▶ [ASSIGNED TASK]
If a line in the data below holds the word "tree", copy it.

▶ [RECORDS SUPPLIED]
++++++

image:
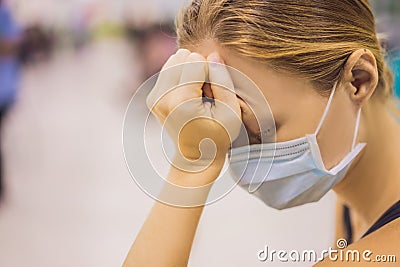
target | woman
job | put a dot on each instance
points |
(322, 69)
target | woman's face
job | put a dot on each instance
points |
(296, 105)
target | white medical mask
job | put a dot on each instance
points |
(289, 174)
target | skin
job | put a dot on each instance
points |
(370, 187)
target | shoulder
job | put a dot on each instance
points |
(377, 248)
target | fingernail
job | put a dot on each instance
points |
(214, 57)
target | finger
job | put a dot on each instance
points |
(168, 78)
(192, 79)
(221, 83)
(250, 122)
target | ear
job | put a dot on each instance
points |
(360, 76)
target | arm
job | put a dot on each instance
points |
(167, 235)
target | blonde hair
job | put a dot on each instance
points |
(311, 38)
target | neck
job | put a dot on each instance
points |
(372, 184)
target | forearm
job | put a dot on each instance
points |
(167, 235)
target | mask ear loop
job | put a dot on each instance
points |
(328, 105)
(356, 129)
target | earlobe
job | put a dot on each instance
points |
(361, 75)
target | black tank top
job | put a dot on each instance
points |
(390, 215)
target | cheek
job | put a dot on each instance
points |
(294, 121)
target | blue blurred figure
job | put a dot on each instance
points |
(394, 60)
(10, 37)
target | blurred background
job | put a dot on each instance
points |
(67, 72)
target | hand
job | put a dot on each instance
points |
(201, 131)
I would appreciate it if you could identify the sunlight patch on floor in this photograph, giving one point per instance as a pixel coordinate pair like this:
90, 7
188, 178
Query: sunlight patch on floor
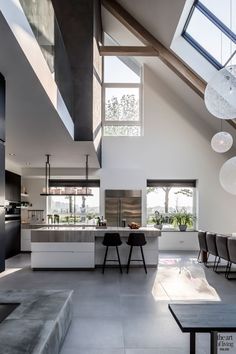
176, 281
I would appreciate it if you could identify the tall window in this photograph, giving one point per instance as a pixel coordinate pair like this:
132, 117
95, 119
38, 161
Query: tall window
122, 97
75, 209
211, 29
165, 198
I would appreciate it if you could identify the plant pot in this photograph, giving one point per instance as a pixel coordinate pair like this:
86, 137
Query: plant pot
182, 227
158, 226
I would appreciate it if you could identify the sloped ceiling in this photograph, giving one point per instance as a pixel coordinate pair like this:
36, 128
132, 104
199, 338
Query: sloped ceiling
161, 18
33, 127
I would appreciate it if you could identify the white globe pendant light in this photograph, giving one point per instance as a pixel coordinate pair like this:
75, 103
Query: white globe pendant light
220, 93
221, 142
228, 176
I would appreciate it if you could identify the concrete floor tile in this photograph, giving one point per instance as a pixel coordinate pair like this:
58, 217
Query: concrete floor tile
94, 333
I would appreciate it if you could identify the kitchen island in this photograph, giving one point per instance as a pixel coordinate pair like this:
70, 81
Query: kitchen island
77, 247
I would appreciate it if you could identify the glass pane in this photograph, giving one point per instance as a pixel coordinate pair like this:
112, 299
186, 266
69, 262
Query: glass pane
122, 104
79, 209
223, 11
210, 37
122, 130
117, 72
167, 200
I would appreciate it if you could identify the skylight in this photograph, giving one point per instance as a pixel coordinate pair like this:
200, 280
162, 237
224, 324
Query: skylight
211, 30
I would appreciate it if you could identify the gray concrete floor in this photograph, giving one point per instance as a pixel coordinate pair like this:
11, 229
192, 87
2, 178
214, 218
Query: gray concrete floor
128, 313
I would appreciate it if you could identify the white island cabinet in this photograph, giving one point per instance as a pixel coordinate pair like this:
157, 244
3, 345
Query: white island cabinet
67, 247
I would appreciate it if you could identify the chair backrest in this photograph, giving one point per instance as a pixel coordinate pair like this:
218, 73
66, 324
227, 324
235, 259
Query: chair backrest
136, 239
211, 243
202, 240
222, 246
111, 239
232, 249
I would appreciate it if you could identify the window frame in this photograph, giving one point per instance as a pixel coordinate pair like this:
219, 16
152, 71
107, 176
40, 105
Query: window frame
119, 123
176, 183
213, 19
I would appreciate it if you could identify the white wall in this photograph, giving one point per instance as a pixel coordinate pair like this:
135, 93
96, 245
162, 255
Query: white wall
175, 145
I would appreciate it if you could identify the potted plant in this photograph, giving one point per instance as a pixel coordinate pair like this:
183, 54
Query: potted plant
158, 220
182, 219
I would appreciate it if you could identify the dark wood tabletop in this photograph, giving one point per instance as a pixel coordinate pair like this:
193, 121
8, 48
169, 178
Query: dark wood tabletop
205, 317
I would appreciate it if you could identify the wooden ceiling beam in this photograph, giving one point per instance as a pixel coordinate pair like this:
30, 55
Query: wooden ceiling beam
165, 55
133, 51
184, 72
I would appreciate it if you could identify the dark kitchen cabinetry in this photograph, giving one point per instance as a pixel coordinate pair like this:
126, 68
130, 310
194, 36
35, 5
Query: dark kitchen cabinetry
13, 187
12, 216
12, 238
2, 108
2, 172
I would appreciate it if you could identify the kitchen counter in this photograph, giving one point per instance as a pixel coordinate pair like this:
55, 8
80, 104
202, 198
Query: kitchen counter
79, 247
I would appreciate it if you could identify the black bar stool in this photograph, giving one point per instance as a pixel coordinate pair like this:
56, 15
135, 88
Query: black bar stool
111, 239
136, 239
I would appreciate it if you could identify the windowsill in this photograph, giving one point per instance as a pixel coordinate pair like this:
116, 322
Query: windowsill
178, 231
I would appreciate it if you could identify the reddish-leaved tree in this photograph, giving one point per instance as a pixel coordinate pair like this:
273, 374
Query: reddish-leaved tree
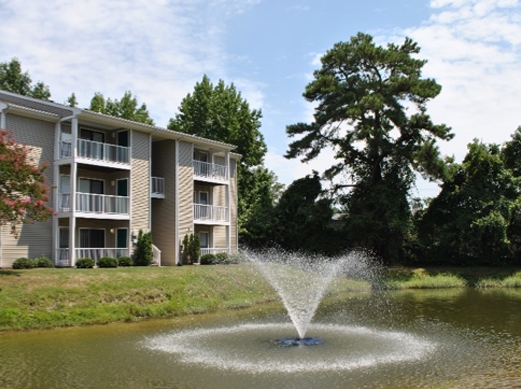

++++++

▶ [ANSWER TO THE PROBLEM]
I would appreciate it if you could identify the reddish-leaved tree in this photograph, giving one point per instance as a pixel coordinate pair like this:
Query: reddish-leaved tree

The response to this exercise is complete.